To do - Type out all the data below, word for word.

*** Opening of Data to use ***

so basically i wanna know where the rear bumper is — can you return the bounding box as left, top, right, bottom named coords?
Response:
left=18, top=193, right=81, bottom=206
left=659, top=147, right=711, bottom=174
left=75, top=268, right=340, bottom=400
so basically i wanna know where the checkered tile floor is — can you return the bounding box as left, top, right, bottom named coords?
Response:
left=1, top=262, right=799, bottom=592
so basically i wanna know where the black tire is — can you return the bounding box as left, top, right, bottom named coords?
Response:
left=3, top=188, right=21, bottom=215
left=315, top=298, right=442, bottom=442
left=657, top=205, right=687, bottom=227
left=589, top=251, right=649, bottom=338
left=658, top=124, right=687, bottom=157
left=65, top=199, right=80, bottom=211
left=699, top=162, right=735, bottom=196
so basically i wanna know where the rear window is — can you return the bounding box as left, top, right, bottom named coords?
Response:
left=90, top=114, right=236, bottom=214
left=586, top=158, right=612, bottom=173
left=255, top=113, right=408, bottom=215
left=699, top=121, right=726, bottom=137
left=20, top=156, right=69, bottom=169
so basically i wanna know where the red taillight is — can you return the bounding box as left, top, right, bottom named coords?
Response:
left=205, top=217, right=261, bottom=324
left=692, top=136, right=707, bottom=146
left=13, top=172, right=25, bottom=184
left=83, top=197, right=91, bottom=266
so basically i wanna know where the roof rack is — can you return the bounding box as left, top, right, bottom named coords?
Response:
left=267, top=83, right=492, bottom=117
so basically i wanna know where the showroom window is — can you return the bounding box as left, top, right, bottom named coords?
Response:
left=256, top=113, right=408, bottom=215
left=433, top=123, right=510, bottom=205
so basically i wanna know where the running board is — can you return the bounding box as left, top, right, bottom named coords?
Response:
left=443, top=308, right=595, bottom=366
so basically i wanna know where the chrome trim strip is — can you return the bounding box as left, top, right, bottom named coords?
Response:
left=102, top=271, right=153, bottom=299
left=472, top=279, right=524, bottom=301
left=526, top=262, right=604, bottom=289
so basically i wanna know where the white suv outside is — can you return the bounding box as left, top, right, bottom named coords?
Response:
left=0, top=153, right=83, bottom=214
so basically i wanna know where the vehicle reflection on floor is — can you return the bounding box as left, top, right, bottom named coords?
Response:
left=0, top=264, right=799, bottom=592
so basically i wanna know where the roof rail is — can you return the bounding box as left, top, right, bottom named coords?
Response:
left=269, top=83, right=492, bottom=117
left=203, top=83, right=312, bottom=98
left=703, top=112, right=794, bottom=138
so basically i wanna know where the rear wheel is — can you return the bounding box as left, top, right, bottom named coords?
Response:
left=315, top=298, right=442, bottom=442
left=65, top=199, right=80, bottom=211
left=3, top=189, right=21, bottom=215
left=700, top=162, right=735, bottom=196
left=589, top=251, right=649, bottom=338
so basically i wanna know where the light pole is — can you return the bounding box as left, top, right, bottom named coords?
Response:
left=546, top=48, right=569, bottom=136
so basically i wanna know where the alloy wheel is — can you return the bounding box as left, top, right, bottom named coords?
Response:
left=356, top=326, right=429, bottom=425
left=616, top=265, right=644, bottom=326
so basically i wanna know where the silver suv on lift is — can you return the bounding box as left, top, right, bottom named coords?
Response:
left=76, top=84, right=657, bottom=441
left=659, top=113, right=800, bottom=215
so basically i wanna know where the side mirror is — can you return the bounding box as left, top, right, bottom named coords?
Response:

*** Close of Data to use ***

Written answer -
so basically i wanna know where the rear bumper is — can you return the bounding box as left, top, right, bottom named coords?
Response:
left=18, top=193, right=81, bottom=206
left=659, top=147, right=711, bottom=174
left=75, top=268, right=340, bottom=400
so basically i wanna know where the checkered tile floor is — can you return the bounding box as left, top, right, bottom named coords?
Response:
left=1, top=262, right=799, bottom=592
so basically i wanna know where the black tire is — can you return the bounding box as left, top, right, bottom named coords?
Response:
left=3, top=188, right=21, bottom=215
left=315, top=298, right=442, bottom=442
left=657, top=205, right=687, bottom=227
left=589, top=251, right=649, bottom=338
left=658, top=124, right=687, bottom=157
left=65, top=199, right=80, bottom=211
left=699, top=162, right=735, bottom=196
so basically i wanna know where the rear window is — can you return the bounding box as left, top, right, bottom named coords?
Response:
left=90, top=114, right=236, bottom=214
left=586, top=158, right=612, bottom=173
left=255, top=113, right=408, bottom=215
left=699, top=121, right=726, bottom=137
left=20, top=156, right=69, bottom=169
so basically i wanna know where the red taillight is — can you return the bounding box as left, top, right, bottom named coords?
Response:
left=205, top=217, right=261, bottom=324
left=692, top=136, right=707, bottom=146
left=13, top=172, right=25, bottom=184
left=83, top=197, right=91, bottom=266
so basically i wanna know where the roof rack is — can you return the bounding box as left, top, right, bottom named coords?
Response:
left=267, top=83, right=492, bottom=117
so basically i wanna know where the showroom window is — can you return the bounding box as left, top, right, bottom named coords?
Response:
left=256, top=113, right=408, bottom=215
left=433, top=123, right=510, bottom=205
so basically i wanna know where the running board is — can you return the bounding box as left, top, right, bottom named coords?
Response:
left=443, top=308, right=595, bottom=366
so basically i wanna know where the chrome trim strip is — can you return the bounding box as left, top, right, bottom named coords?
Response:
left=102, top=271, right=153, bottom=299
left=472, top=279, right=524, bottom=301
left=526, top=262, right=604, bottom=289
so basically i wanna know where the white suv outside is — can you return the bounding box as left, top, right, bottom named coords?
Response:
left=0, top=153, right=83, bottom=214
so basically i wanna know where the vehicle reflection on floor is — can you return the bounding box as left, top, right, bottom named coords?
Response:
left=0, top=264, right=799, bottom=592
so basically i wanna know where the roof rail is — can you return the bounding box as left, top, right, bottom named coords?
Response:
left=269, top=83, right=492, bottom=117
left=203, top=83, right=312, bottom=98
left=703, top=112, right=794, bottom=138
so basically i wanna know where the rear wheel is — can you return the bounding box as left, top, right, bottom named coords?
Response:
left=315, top=298, right=442, bottom=442
left=65, top=199, right=80, bottom=211
left=3, top=189, right=21, bottom=215
left=700, top=162, right=735, bottom=196
left=589, top=251, right=649, bottom=338
so basically i wanna know where the light pole is — can you return the bounding box as left, top, right, bottom named coords?
Response:
left=546, top=48, right=569, bottom=136
so basically i wanna know where the alloy wheel is — can you return the bounding box as left, top, right, bottom named coords?
Response:
left=356, top=326, right=429, bottom=425
left=616, top=265, right=644, bottom=326
so basically i wanna know where the silver suv on lift is — can you return the bounding box as left, top, right, bottom named coords?
Response:
left=76, top=84, right=657, bottom=441
left=659, top=113, right=800, bottom=215
so basically i wanna know where the side mirror is — can you return the bounding box as left, top, right, bottom named coords?
Response:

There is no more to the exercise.